READING TEXT →
Working with clay in the therapy room can reach places that words alone often cannot. Clay is primal, sensory and deeply connected to the earth itself. Unlike paper-based creativity, clay invites touch, pressure, movement and physical release. For many clients, simply holding clay can feel grounding and regulating, bringing them back into the present moment through the senses and the body.

The tactile nature of clay can be especially supportive for trauma, anxiety and emotional overwhelm. Neuroscience and polyvagal theory remind us that healing does not only happen cognitively; it also happens through the nervous system and the body. The repetitive movements of rolling, pressing, squeezing and shaping clay can help clients move from states of hyperarousal or disconnection into a greater sense of safety and regulation. The coolness, weight and texture of clay can anchor someone in the here and now when emotions feel chaotic or fragmented.

Clay also provides a symbolic language for emotions and experiences that may feel too difficult, shameful or overwhelming to verbalise directly. A client may create shapes, containers, figures or abstract forms which unconsciously reflect their internal world.

One powerful example is the creation of a box. A client may instinctively make a box with or without a lid, open or sealed shut. The box itself can become a symbol of emotional containment. Some clients may divide the box into compartments, representing memories, parts of self, hidden emotions or aspects of their lives they keep separate in order to cope. Others may place symbols inside the box — perhaps representing grief, fear, anger, trauma or secrets they have carried silently for years.

The therapist does not need to interpret the symbolism for the client. Instead, gentle curiosity can allow meaning to emerge naturally:

“What does the lid represent for you?”
“What would happen if the box was opened?”
“What does it feel like to hold this?”
“What belongs inside and what stays outside?”

What can make clay particularly powerful is that it allows for transformation and release. A client may decide to squash, damage or completely destroy what they have created. In traditional art forms this may feel alarming, but within clay work destruction can itself be deeply therapeutic. Smashing the box, piercing it, collapsing the walls or reshaping it may symbolise anger, liberation, grief, reclaiming power, or the breaking down of old protective defences that are no longer needed.

For trauma survivors especially, this can provide a safe and symbolic way to express emotions that have been suppressed in the body for many years. The clay can “hold” feelings too overwhelming to contain internally. Unlike real-life situations where destruction may have harmful consequences, the clay offers a safe symbolic object onto which feelings can be projected, explored and transformed.

There is also something profoundly connecting about using a natural substance from the earth. Clay reminds us, often unconsciously, of our relationship with nature, the body and human history. Across cultures and centuries, humans have shaped clay into sacred objects, vessels, symbols and art. In therapy, this ancient material can evoke a similarly instinctive and deeply human process of creation, expression and repair.

Clay work can be particularly beneficial for:

Trauma and PTSD
Anxiety and stress
Autism and sensory processing
Children and young people
Clients who struggle to verbalise emotions
Grief and loss work
Anger and emotional release
Identity and self-exploration

Perhaps most importantly, clay invites clients to reconnect with creativity, play and curiosity — experiences many people lose when living in survival mode. There is no “right” way to work with clay. The process itself becomes more important than the final outcome.

Sometimes healing begins not with words, but with the simple act of placing our hands into the earth and allowing something hidden inside us to take shape.

SOURCE MATERIAL →

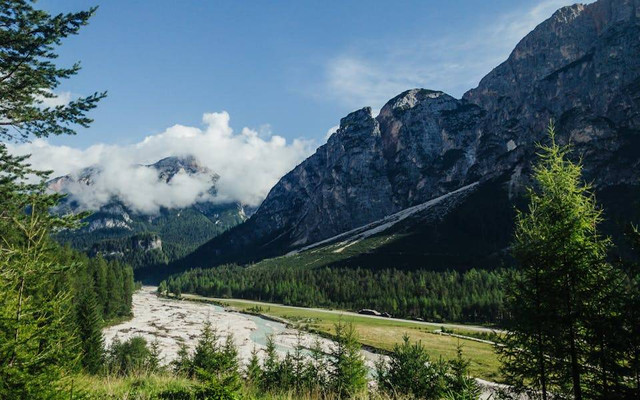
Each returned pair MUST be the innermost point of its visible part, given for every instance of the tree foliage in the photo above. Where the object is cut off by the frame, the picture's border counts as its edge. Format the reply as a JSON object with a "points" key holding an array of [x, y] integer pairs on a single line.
{"points": [[565, 302]]}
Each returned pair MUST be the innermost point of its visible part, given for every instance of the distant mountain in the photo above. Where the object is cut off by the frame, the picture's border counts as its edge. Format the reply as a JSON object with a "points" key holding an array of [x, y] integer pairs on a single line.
{"points": [[117, 230], [580, 67]]}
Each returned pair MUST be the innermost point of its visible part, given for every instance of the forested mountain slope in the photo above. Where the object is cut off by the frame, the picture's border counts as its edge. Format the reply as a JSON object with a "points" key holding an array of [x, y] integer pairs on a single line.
{"points": [[580, 67], [145, 239]]}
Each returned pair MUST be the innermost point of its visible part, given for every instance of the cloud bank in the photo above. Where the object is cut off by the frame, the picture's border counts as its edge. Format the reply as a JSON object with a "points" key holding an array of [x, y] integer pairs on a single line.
{"points": [[248, 164]]}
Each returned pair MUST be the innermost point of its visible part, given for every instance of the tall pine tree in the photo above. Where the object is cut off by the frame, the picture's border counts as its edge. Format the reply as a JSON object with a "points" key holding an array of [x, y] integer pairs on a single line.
{"points": [[89, 332], [561, 270]]}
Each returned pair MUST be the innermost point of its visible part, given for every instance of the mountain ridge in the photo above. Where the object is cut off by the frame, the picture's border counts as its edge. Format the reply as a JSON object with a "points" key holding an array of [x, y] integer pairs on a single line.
{"points": [[425, 143]]}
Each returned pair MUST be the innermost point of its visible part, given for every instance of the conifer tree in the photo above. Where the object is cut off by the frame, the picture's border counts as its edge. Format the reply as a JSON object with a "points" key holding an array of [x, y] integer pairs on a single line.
{"points": [[271, 366], [89, 332], [348, 372], [253, 372], [561, 264]]}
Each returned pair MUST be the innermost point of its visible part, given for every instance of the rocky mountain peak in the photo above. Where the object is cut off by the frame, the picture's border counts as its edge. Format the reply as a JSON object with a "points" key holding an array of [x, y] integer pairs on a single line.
{"points": [[581, 67], [411, 99]]}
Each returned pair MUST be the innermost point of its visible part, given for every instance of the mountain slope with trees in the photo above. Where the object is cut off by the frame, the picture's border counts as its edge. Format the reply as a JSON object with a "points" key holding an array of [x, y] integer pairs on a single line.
{"points": [[581, 67]]}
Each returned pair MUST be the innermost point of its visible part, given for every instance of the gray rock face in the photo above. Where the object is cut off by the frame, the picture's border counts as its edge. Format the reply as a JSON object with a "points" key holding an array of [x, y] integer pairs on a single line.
{"points": [[580, 67]]}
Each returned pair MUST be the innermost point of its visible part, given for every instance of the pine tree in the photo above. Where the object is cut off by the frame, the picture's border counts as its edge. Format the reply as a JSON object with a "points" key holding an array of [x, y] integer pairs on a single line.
{"points": [[183, 364], [411, 372], [253, 372], [271, 366], [561, 263], [89, 332], [348, 372]]}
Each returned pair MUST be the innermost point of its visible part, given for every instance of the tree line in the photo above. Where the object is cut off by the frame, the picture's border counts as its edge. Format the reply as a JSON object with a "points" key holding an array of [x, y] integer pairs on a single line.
{"points": [[316, 371], [471, 296], [53, 301]]}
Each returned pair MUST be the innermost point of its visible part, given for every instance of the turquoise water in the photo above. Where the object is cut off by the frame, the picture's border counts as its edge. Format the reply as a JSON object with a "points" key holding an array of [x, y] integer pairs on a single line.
{"points": [[264, 328]]}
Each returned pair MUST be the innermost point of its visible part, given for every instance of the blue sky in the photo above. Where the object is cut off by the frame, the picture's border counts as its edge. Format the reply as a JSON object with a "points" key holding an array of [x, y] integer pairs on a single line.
{"points": [[291, 68], [250, 89]]}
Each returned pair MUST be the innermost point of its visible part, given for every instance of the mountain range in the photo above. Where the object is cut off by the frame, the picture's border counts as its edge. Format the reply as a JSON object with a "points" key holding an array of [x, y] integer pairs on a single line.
{"points": [[116, 229], [468, 160]]}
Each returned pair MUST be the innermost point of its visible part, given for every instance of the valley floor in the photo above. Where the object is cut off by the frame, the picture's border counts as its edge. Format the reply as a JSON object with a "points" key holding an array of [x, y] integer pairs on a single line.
{"points": [[381, 333]]}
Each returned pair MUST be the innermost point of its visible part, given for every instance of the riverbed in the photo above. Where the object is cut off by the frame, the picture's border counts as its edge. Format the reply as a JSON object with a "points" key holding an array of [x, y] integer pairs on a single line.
{"points": [[172, 322]]}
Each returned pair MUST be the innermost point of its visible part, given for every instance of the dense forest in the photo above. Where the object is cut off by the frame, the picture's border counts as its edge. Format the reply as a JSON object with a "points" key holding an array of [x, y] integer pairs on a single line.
{"points": [[472, 296]]}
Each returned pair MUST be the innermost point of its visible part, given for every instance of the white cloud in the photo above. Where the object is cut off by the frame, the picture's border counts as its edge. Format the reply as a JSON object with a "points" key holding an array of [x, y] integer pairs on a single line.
{"points": [[249, 163], [330, 132], [372, 74], [60, 99]]}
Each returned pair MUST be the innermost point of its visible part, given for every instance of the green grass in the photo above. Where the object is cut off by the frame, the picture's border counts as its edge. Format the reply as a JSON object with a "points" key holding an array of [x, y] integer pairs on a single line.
{"points": [[131, 388], [380, 334], [148, 387]]}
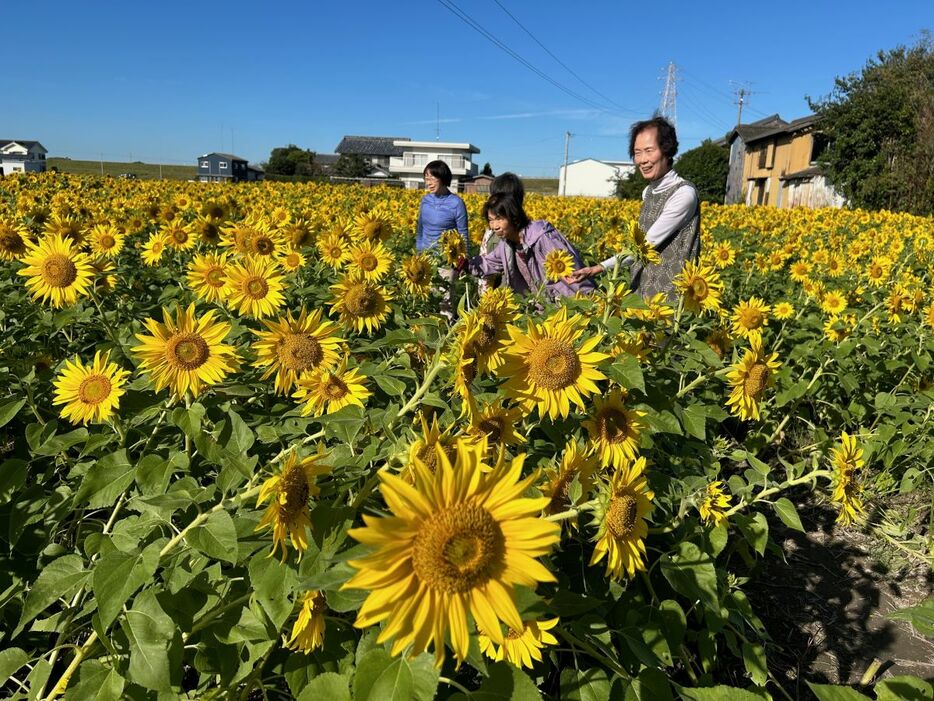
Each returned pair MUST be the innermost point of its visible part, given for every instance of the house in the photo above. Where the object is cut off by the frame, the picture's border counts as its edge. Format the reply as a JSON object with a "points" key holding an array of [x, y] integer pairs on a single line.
{"points": [[736, 140], [375, 150], [781, 169], [21, 156], [410, 164], [592, 178], [226, 167]]}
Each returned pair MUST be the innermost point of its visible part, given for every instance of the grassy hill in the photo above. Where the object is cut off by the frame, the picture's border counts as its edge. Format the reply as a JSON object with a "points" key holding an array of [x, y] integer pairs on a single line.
{"points": [[114, 168]]}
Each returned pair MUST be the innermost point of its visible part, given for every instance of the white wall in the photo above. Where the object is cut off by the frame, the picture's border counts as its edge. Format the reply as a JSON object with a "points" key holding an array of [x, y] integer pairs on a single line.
{"points": [[591, 178]]}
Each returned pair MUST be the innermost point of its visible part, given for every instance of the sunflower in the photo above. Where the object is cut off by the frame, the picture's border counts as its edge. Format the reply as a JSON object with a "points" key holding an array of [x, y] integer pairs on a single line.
{"points": [[327, 390], [89, 392], [558, 264], [289, 347], [716, 501], [575, 464], [178, 235], [185, 353], [847, 459], [13, 238], [522, 646], [783, 310], [254, 287], [545, 371], [416, 275], [154, 248], [362, 304], [308, 629], [334, 250], [750, 317], [700, 286], [371, 260], [749, 378], [724, 255], [207, 276], [833, 302], [622, 528], [55, 271], [615, 430], [106, 240], [458, 542], [288, 494]]}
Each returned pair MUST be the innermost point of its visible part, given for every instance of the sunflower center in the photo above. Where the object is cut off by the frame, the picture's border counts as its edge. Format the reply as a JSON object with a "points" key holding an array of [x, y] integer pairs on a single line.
{"points": [[58, 270], [293, 493], [256, 287], [621, 516], [613, 425], [94, 389], [187, 351], [299, 351], [699, 288], [755, 380], [553, 364], [361, 300], [459, 549]]}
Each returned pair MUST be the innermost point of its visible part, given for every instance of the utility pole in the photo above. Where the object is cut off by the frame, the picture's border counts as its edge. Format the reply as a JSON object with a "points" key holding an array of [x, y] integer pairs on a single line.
{"points": [[567, 143]]}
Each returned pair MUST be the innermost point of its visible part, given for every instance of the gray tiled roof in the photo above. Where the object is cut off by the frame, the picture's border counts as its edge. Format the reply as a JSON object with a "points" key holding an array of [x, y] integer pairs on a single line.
{"points": [[371, 145]]}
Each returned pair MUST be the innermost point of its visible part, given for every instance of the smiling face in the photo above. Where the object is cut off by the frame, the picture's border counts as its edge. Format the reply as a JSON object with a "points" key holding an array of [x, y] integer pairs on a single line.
{"points": [[648, 156]]}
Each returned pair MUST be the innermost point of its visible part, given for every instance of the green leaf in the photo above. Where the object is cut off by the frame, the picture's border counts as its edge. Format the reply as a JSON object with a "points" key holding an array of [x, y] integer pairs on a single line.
{"points": [[691, 572], [505, 683], [788, 514], [380, 677], [900, 688], [8, 411], [592, 684], [754, 661], [831, 692], [216, 537], [921, 616], [106, 480], [59, 579], [118, 575], [723, 693], [11, 660], [329, 686], [149, 631]]}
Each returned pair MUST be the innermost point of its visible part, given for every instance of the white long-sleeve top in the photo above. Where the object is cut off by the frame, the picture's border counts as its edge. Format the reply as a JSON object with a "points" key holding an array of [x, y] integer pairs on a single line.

YOUR TASK → Copy the passage on clay in therapy word for word, starting at "Sometimes healing begins" and ending at "to take shape.".

REPLY →
Sometimes healing begins not with words, but with the simple act of placing our hands into the earth and allowing something hidden inside us to take shape.